### Work instruction
Report back each line of the records that contains the string "lawn".
====
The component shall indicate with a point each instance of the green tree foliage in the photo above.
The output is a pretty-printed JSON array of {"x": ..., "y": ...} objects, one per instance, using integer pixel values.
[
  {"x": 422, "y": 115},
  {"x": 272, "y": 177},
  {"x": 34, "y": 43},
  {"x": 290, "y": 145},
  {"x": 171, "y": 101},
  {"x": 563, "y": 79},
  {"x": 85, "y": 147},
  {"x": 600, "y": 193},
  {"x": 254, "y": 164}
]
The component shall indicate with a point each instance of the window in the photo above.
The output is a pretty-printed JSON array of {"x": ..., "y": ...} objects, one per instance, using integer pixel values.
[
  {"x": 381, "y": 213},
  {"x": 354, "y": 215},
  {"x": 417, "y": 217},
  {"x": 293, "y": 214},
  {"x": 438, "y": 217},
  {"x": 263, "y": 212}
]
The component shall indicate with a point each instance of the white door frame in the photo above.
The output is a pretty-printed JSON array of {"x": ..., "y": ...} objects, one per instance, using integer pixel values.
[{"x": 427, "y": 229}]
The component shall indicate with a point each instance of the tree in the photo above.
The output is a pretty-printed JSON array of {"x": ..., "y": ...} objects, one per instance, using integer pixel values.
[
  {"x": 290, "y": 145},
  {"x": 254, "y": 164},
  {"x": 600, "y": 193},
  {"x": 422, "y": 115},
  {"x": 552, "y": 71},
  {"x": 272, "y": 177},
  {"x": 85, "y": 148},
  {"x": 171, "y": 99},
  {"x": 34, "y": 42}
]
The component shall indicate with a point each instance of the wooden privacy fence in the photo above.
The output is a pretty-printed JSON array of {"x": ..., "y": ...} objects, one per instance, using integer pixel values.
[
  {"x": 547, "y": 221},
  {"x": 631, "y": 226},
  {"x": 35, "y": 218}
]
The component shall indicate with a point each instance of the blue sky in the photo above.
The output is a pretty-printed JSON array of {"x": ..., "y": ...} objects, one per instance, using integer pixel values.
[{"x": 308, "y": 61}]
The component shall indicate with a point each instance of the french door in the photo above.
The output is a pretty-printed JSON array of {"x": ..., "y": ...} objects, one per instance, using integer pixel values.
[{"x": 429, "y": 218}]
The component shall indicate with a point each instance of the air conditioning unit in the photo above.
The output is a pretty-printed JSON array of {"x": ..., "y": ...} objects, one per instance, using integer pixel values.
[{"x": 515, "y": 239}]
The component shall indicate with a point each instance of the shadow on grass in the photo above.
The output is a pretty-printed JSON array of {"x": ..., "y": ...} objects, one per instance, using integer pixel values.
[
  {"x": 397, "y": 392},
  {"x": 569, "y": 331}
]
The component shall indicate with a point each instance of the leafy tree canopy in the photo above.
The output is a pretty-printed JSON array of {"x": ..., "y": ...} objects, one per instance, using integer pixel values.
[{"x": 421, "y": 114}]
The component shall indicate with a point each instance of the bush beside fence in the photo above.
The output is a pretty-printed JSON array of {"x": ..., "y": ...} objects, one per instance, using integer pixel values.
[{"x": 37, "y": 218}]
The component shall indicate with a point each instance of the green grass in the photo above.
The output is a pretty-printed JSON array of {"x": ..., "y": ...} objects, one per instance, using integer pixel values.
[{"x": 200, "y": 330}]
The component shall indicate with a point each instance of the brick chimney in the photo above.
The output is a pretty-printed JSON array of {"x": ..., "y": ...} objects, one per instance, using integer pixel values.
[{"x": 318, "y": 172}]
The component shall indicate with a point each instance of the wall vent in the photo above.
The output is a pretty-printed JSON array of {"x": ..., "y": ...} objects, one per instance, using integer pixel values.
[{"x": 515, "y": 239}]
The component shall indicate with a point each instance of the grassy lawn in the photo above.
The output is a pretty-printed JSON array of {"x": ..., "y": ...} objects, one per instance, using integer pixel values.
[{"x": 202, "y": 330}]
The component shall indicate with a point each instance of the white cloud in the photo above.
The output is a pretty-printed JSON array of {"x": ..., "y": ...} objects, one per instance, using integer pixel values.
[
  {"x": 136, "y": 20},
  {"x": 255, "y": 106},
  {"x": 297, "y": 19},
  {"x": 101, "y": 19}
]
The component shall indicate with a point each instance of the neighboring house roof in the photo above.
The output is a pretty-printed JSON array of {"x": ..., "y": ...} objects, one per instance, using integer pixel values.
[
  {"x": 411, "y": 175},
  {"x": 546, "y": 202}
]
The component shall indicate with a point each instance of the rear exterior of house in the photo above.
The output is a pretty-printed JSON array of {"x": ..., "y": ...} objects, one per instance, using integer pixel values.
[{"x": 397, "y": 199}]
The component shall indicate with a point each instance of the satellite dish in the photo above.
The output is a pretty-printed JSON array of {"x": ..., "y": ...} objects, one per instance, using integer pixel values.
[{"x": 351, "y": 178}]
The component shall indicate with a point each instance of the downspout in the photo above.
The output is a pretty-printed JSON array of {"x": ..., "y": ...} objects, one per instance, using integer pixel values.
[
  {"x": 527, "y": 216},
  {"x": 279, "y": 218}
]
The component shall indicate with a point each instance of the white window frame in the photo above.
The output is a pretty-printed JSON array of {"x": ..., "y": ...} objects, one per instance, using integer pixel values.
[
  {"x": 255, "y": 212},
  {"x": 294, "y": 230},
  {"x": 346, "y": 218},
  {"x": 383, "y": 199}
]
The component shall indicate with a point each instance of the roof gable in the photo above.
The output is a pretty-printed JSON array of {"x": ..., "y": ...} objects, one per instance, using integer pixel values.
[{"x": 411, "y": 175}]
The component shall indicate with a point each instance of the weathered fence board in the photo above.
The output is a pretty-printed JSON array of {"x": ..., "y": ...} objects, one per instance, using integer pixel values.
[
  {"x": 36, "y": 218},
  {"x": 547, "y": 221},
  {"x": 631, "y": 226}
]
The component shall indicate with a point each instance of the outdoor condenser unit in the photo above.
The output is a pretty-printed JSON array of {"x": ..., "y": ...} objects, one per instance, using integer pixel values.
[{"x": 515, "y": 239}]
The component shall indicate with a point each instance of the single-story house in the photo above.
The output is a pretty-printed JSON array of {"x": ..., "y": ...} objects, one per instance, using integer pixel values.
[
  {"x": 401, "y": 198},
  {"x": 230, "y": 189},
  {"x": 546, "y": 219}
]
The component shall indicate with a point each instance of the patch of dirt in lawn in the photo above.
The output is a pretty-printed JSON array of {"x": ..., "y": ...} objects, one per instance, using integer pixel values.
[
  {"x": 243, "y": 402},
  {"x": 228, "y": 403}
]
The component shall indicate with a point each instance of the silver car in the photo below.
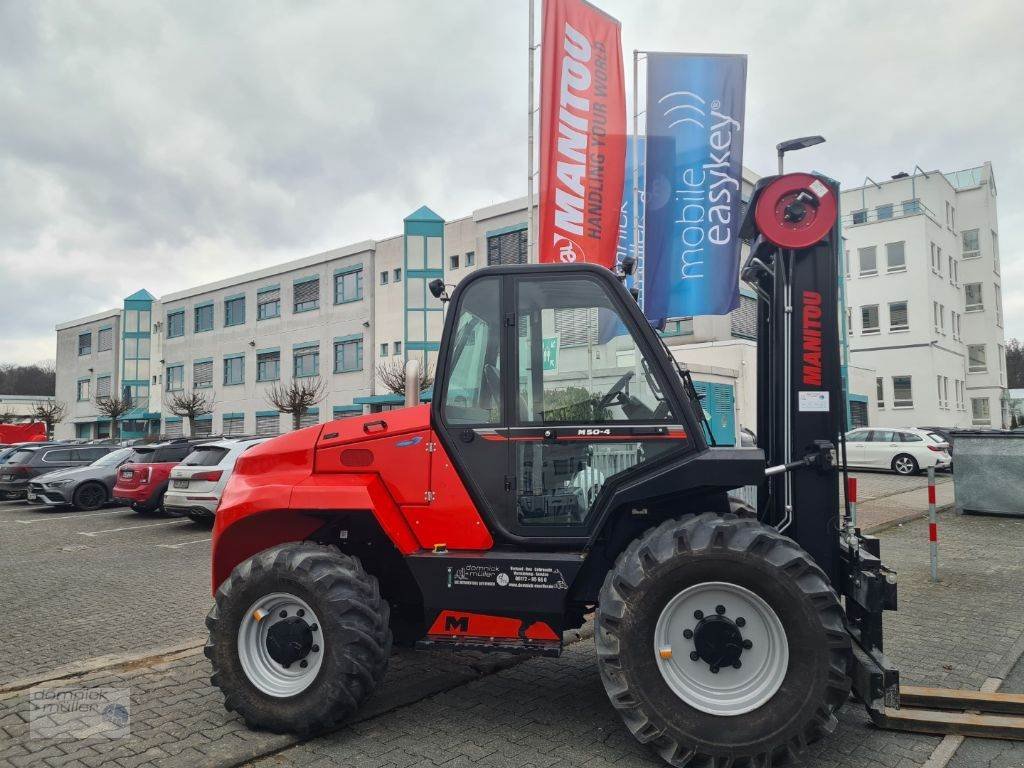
====
### Solution to this problem
The component shall indicate with a point each instance of the grassy lawn in the photo above.
The component shall indicate with a point each instance of the patch of dirt in lawn in the photo above.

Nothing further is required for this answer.